Content starts
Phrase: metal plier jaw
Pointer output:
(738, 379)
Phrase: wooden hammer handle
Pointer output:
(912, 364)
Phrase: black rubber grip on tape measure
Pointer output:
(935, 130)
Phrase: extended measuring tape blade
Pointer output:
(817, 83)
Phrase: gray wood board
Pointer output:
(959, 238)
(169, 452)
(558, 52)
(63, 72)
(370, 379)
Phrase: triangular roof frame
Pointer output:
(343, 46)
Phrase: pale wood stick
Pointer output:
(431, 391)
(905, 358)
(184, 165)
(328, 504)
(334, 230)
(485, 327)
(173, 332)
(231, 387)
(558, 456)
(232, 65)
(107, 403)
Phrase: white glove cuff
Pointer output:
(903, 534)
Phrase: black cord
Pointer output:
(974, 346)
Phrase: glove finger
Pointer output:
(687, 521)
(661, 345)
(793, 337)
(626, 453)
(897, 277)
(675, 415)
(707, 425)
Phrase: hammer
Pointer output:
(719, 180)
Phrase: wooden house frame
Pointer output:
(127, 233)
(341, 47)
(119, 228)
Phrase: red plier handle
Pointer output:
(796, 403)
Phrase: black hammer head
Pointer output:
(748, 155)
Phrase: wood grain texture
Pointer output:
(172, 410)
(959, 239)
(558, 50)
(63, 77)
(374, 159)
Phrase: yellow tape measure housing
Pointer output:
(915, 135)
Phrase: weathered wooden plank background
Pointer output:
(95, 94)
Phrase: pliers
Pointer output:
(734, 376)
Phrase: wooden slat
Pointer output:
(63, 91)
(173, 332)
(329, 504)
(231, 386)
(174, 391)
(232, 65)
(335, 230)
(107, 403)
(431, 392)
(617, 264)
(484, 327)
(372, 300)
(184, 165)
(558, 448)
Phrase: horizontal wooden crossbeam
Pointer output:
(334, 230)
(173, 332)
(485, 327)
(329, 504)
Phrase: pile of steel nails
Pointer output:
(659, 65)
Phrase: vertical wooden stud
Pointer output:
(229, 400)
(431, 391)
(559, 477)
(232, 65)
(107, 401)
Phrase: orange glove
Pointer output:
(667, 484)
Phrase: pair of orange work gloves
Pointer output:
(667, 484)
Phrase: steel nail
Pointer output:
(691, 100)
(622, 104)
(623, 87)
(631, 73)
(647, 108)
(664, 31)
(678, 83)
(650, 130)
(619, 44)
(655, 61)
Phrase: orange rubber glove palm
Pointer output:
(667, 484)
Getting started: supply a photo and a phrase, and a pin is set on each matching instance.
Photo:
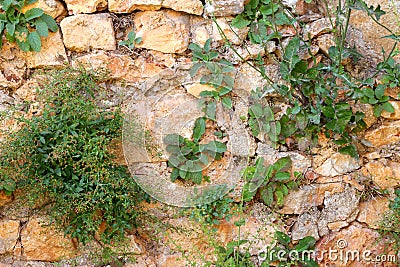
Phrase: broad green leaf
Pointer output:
(282, 238)
(199, 128)
(306, 243)
(34, 41)
(33, 13)
(51, 23)
(42, 28)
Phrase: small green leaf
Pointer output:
(33, 13)
(227, 102)
(34, 41)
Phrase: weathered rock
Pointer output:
(384, 173)
(373, 211)
(387, 133)
(353, 246)
(338, 164)
(85, 32)
(310, 196)
(224, 8)
(85, 6)
(127, 6)
(44, 243)
(196, 88)
(339, 209)
(371, 31)
(396, 114)
(12, 66)
(53, 8)
(188, 6)
(9, 232)
(317, 27)
(306, 225)
(166, 31)
(122, 67)
(236, 37)
(51, 54)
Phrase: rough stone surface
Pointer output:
(9, 231)
(165, 31)
(310, 196)
(384, 173)
(85, 32)
(85, 6)
(373, 211)
(53, 8)
(224, 8)
(123, 67)
(338, 164)
(353, 238)
(51, 54)
(127, 6)
(387, 133)
(396, 114)
(236, 37)
(188, 6)
(44, 243)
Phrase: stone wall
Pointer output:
(329, 207)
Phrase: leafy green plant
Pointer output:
(286, 254)
(273, 182)
(188, 158)
(212, 213)
(62, 158)
(218, 74)
(25, 29)
(131, 41)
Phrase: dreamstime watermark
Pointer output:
(339, 253)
Content ends
**Problem details:** Could you write out, exactly as they stand, only the lines above that begin at the line with "Phrase: gray wood board" and stop after the line with "Phrase: hammer"?

**Exercise response:**
Phrase: gray wood board
Pointer output:
(959, 238)
(169, 452)
(558, 52)
(63, 72)
(370, 379)
Phrase: triangular roof frame
Pointer output:
(343, 46)
Phrase: pale wood stick
Pointer output:
(431, 391)
(905, 358)
(184, 165)
(328, 504)
(334, 230)
(485, 327)
(173, 332)
(231, 387)
(558, 456)
(232, 65)
(107, 403)
Phrase: white glove cuff
Pointer output:
(903, 534)
Phrase: black cord
Pointer output:
(974, 346)
Phrase: glove finger
Pointer output:
(687, 521)
(661, 345)
(793, 337)
(626, 453)
(897, 277)
(675, 415)
(707, 425)
Phrase: hammer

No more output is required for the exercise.